■ **Task prompt**
Since the data must remain as supplied, reproduce it word for word.

■ **Data for the task**
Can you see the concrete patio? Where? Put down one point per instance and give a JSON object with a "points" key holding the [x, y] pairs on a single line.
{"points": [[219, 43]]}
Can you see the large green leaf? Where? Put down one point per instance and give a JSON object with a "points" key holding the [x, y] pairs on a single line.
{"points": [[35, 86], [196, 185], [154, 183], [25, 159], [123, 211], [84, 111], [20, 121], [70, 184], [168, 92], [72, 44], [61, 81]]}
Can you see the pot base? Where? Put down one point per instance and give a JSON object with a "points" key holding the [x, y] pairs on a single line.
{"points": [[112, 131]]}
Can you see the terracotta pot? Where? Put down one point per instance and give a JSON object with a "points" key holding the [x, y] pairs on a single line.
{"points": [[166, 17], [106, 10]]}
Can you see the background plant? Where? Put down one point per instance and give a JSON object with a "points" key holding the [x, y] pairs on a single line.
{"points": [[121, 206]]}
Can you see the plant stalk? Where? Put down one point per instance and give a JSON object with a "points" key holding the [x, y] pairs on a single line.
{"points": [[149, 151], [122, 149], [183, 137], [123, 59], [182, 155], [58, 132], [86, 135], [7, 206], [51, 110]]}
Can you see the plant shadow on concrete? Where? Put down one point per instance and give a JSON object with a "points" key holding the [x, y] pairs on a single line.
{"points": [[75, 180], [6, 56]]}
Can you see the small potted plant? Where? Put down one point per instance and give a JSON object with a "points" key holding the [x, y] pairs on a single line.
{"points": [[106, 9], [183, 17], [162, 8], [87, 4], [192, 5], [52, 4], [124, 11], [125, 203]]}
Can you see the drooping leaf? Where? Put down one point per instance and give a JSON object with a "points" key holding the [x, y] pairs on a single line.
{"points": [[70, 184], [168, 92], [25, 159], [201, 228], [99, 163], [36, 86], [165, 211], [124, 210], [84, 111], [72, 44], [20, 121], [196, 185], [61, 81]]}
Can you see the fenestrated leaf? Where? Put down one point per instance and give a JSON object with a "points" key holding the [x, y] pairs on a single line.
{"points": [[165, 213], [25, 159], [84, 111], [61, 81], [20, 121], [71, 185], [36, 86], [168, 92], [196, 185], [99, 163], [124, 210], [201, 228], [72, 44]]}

■ **Answer for the task**
Can you see the concrete patio? Where? Put down one point per instance and give a JSON object with a "points" key holding the [x, y] pairs on a single line.
{"points": [[219, 43]]}
Can you see the large green leaf? Where? Put down one point per instance and give a JSON object with a "points" key holding the [x, y] pairs on a single line.
{"points": [[35, 86], [196, 185], [154, 183], [25, 159], [123, 211], [84, 111], [20, 121], [70, 184], [168, 92], [72, 44], [61, 81]]}
Can you see the pot base? Where? Put down one point per instance and give a JSON object with a "points" key holding the [x, y] pairs on a single line.
{"points": [[112, 131]]}
Can you see the terracotta pot? Where? Put down one point per instance and give a JSON object with a "points" key holding the [x, y] pairs on a single line.
{"points": [[166, 17], [106, 10]]}
Can you see the background plant? Where? Put down one point per instance and give a JSON object with a "points" key holding the [x, y] pairs on a single line.
{"points": [[121, 206]]}
Can you see the plant stalk? Where? Put down one point per instance and give a JSON object with a "points" key holding the [x, y] pairs on a single line.
{"points": [[149, 151], [122, 149], [183, 137], [123, 59], [182, 155], [58, 132], [86, 135], [7, 206], [51, 110]]}
Can you see the plant shadow on concrete? Where? Put down one point per instance and give a JSON object with a "points" key holding the [x, y] pairs on a single line.
{"points": [[75, 180], [6, 56]]}
Can you see the small potted plant? Where? Put down one point per instance and give a JSON object with a "points" key holding the [x, y] pairs on a single line.
{"points": [[106, 9], [183, 17], [162, 8], [87, 4], [192, 5], [52, 4], [124, 11], [125, 203]]}
Can you see the drooping leaf? Where? Put down one point per instance and give a JSON object with a "points" key holding the [x, y] pairs on a single line.
{"points": [[70, 184], [168, 92], [25, 159], [201, 228], [99, 163], [36, 86], [165, 211], [124, 210], [84, 111], [72, 44], [20, 121], [196, 185], [61, 81]]}
Can you see the fenestrated leaf? Where? Put down one point per instance and give a JSON object with a "points" key holding the [x, y] pairs on a single line.
{"points": [[165, 213], [25, 159], [84, 111], [61, 81], [20, 121], [71, 185], [36, 86], [168, 92], [196, 185], [99, 163], [124, 210], [201, 228], [72, 44]]}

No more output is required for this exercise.